Each entry below must appear in the output exactly as written.
[[ Data excerpts open ]]
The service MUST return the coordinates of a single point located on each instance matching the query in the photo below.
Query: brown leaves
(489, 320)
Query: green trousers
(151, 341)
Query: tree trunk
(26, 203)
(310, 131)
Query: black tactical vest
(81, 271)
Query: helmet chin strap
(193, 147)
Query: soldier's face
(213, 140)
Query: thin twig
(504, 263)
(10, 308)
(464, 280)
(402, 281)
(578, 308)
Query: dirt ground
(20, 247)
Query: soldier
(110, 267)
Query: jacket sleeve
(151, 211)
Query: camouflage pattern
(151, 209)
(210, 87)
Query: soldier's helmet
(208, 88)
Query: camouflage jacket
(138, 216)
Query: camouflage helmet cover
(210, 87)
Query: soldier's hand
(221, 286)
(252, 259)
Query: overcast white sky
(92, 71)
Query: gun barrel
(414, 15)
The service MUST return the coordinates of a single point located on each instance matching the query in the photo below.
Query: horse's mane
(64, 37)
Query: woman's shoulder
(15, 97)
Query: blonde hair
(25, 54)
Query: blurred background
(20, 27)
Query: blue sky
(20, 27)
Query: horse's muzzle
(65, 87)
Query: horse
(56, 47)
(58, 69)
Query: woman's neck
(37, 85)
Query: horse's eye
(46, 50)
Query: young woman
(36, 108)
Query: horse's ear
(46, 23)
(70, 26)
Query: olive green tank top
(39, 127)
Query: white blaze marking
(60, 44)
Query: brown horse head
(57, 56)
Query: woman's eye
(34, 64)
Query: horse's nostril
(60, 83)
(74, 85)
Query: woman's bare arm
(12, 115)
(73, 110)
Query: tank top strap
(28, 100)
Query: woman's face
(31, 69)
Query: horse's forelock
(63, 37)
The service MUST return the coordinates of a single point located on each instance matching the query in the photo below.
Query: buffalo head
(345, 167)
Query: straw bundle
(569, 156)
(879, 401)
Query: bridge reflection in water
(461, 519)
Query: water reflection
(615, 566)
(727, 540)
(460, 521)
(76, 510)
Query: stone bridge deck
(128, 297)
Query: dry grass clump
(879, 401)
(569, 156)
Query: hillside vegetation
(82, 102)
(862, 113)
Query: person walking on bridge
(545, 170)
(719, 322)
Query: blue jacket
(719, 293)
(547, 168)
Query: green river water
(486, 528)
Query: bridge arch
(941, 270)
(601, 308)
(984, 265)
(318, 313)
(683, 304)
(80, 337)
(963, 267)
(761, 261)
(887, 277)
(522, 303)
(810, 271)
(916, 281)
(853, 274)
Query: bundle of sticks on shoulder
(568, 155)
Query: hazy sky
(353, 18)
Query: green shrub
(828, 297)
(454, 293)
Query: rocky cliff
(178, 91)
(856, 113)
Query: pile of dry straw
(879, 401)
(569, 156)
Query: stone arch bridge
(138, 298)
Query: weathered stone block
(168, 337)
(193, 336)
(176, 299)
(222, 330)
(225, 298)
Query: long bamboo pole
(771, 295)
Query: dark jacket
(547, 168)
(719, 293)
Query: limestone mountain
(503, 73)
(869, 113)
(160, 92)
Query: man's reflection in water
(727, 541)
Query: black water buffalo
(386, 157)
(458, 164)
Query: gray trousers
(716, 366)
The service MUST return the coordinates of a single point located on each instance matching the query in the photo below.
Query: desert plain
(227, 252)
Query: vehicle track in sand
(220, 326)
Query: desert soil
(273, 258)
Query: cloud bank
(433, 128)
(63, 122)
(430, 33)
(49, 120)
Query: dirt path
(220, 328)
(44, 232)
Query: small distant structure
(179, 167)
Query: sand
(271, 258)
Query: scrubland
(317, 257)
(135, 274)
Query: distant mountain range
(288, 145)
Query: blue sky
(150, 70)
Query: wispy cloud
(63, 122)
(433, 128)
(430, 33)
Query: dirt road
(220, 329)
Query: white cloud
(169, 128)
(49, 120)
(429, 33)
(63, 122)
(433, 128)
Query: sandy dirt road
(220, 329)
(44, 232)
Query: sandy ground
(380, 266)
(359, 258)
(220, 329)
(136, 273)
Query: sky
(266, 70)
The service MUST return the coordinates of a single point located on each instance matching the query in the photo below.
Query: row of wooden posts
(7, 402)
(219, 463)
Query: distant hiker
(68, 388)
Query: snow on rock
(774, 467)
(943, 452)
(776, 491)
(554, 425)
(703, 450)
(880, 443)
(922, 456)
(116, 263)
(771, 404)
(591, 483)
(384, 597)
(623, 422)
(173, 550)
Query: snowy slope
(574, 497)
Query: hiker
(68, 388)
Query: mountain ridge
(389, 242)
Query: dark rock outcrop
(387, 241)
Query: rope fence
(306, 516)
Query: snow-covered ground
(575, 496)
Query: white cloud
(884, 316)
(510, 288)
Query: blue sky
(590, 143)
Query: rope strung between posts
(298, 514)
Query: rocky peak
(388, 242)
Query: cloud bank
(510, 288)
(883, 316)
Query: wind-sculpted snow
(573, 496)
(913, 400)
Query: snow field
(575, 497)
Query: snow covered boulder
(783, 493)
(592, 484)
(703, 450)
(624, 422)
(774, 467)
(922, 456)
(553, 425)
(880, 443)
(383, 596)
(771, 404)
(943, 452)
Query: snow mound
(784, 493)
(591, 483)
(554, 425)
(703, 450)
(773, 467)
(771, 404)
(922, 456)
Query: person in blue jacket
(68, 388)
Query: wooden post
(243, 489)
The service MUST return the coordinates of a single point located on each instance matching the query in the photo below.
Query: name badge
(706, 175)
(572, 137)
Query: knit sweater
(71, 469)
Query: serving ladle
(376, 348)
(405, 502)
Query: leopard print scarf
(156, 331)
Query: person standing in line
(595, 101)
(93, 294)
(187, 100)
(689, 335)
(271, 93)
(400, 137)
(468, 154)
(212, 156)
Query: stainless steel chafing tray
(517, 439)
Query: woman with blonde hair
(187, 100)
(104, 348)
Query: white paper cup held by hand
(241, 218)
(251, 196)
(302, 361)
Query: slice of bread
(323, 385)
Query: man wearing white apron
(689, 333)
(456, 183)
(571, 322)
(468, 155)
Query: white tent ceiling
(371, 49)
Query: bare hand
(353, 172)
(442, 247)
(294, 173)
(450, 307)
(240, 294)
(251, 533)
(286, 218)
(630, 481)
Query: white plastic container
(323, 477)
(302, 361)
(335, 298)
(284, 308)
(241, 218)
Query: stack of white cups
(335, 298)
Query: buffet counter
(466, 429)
[[ Data excerpts closed ]]
Final answer —
The service MUST return the coordinates of a single point located on each instance matching the query in the photo below.
Query: brown leaves
(489, 320)
Query: green trousers
(151, 341)
Query: tree trunk
(26, 203)
(310, 131)
Query: black tactical vest
(81, 271)
Query: helmet chin strap
(193, 147)
Query: soldier's face
(213, 140)
Query: thin twig
(504, 263)
(10, 308)
(464, 280)
(402, 281)
(578, 308)
Query: dirt ground
(20, 247)
Query: soldier
(110, 267)
Query: jacket sleeve
(151, 211)
Query: camouflage pattern
(151, 209)
(210, 87)
Query: soldier's helmet
(208, 88)
Query: camouflage jacket
(138, 216)
Query: camouflage helmet cover
(210, 87)
Query: soldier's hand
(221, 286)
(252, 259)
Query: overcast white sky
(92, 71)
Query: gun barrel
(414, 15)
The service MUST return the coordinates of a single point located on each instance matching the query in the photo below.
Query: horse's mane
(64, 37)
Query: woman's shoulder
(15, 97)
Query: blonde hair
(25, 54)
Query: blurred background
(20, 27)
Query: blue sky
(20, 27)
Query: horse's muzzle
(65, 87)
Query: horse
(56, 47)
(58, 69)
Query: woman's neck
(37, 85)
Query: horse's eye
(46, 50)
Query: young woman
(36, 108)
Query: horse's ear
(46, 23)
(70, 26)
Query: olive green tank top
(39, 127)
Query: white blaze marking
(60, 44)
Query: brown horse head
(57, 56)
Query: woman's eye
(34, 64)
Query: horse's nostril
(60, 83)
(74, 85)
Query: woman's bare arm
(12, 115)
(73, 110)
Query: tank top strap
(28, 100)
Query: woman's face
(31, 69)
Query: horse's forelock
(63, 37)
The service MUST return the coordinates of a single point located on each instance matching the query in the photo below.
Query: buffalo head
(345, 167)
Query: straw bundle
(569, 156)
(879, 401)
Query: bridge reflection in water
(461, 519)
Query: water reflection
(615, 566)
(727, 540)
(460, 521)
(76, 510)
Query: stone bridge deck
(128, 297)
Query: dry grass clump
(879, 401)
(569, 156)
Query: hillside vegetation
(82, 102)
(862, 113)
Query: person walking on bridge
(545, 170)
(719, 322)
Query: blue jacket
(719, 293)
(547, 168)
Query: green river water
(486, 528)
Query: bridge arch
(941, 270)
(601, 308)
(984, 265)
(318, 313)
(683, 304)
(80, 337)
(963, 267)
(761, 261)
(887, 277)
(522, 303)
(810, 271)
(916, 281)
(853, 274)
Query: bundle of sticks on shoulder
(568, 155)
Query: hazy sky
(353, 18)
Query: green shrub
(828, 297)
(454, 293)
Query: rocky cliff
(178, 91)
(856, 113)
Query: pile of dry straw
(879, 401)
(569, 156)
Query: stone arch bridge
(138, 298)
Query: weathered stone block
(168, 337)
(193, 336)
(176, 299)
(222, 330)
(225, 298)
Query: long bamboo pole
(771, 295)
Query: dark jacket
(547, 168)
(719, 293)
Query: limestone mountain
(503, 73)
(869, 113)
(160, 92)
Query: man's reflection in water
(727, 541)
Query: black water buffalo
(386, 157)
(458, 164)
Query: gray trousers
(716, 366)
The service MUST return the coordinates of a single point located on each instance matching the query in the photo below.
Query: desert plain
(227, 252)
Query: vehicle track in sand
(220, 326)
Query: desert soil
(273, 258)
Query: cloud bank
(433, 128)
(63, 122)
(430, 33)
(49, 120)
Query: dirt path
(220, 328)
(44, 232)
Query: small distant structure
(179, 167)
Query: sand
(271, 258)
Query: scrubland
(317, 257)
(135, 274)
Query: distant mountain range
(288, 145)
Query: blue sky
(150, 70)
Query: wispy cloud
(63, 122)
(433, 128)
(430, 33)
Query: dirt road
(220, 329)
Query: white cloud
(169, 128)
(49, 120)
(429, 33)
(63, 122)
(433, 128)
Query: sandy dirt road
(220, 329)
(44, 232)
Query: sandy ground
(380, 266)
(359, 258)
(220, 329)
(136, 273)
Query: sky
(266, 70)
The service MUST return the coordinates of a single point located on each instance matching the query in the photo below.
Query: row of wooden posts
(7, 402)
(219, 463)
Query: distant hiker
(68, 388)
Query: snow on rock
(774, 467)
(943, 452)
(776, 491)
(554, 425)
(703, 450)
(880, 443)
(922, 456)
(116, 263)
(771, 404)
(591, 483)
(384, 597)
(623, 422)
(173, 550)
Query: snowy slope
(574, 497)
Query: hiker
(68, 388)
Query: mountain ridge
(389, 242)
Query: dark rock outcrop
(387, 241)
Query: rope fence
(306, 516)
Query: snow-covered ground
(575, 496)
Query: white cloud
(884, 316)
(510, 288)
Query: blue sky
(590, 143)
Query: rope strung between posts
(298, 514)
Query: rocky peak
(388, 242)
Query: cloud bank
(510, 288)
(883, 316)
Query: wind-sculpted snow
(573, 496)
(913, 400)
Query: snow field
(575, 497)
Query: snow covered boulder
(783, 493)
(592, 484)
(703, 450)
(624, 422)
(774, 467)
(922, 456)
(553, 425)
(880, 443)
(383, 596)
(771, 404)
(943, 452)
Query: snow mound
(784, 493)
(591, 483)
(554, 425)
(703, 450)
(773, 467)
(771, 404)
(922, 456)
Query: person in blue jacket
(68, 388)
Query: wooden post
(243, 489)
The service MUST return the coordinates of a single point located on each instance matching the query in the photo below.
Query: name badge
(706, 175)
(572, 137)
Query: knit sweater
(71, 469)
Query: serving ladle
(376, 348)
(405, 502)
Query: leopard print scarf
(156, 331)
Query: person standing in line
(595, 101)
(93, 294)
(187, 100)
(689, 335)
(271, 93)
(400, 137)
(468, 154)
(212, 156)
Query: stainless steel chafing tray
(517, 439)
Query: woman with blonde hair
(187, 100)
(104, 348)
Query: white paper cup held by hand
(241, 218)
(251, 196)
(302, 361)
Query: slice of bread
(323, 385)
Query: man wearing white apron
(689, 333)
(456, 183)
(571, 322)
(468, 155)
Query: white tent ceiling
(371, 49)
Query: bare hand
(353, 172)
(442, 247)
(294, 173)
(450, 307)
(240, 294)
(251, 533)
(286, 218)
(630, 481)
Query: white plastic container
(323, 477)
(302, 361)
(335, 298)
(284, 308)
(241, 218)
Query: stack of white cups
(335, 298)
Query: buffet counter
(466, 429)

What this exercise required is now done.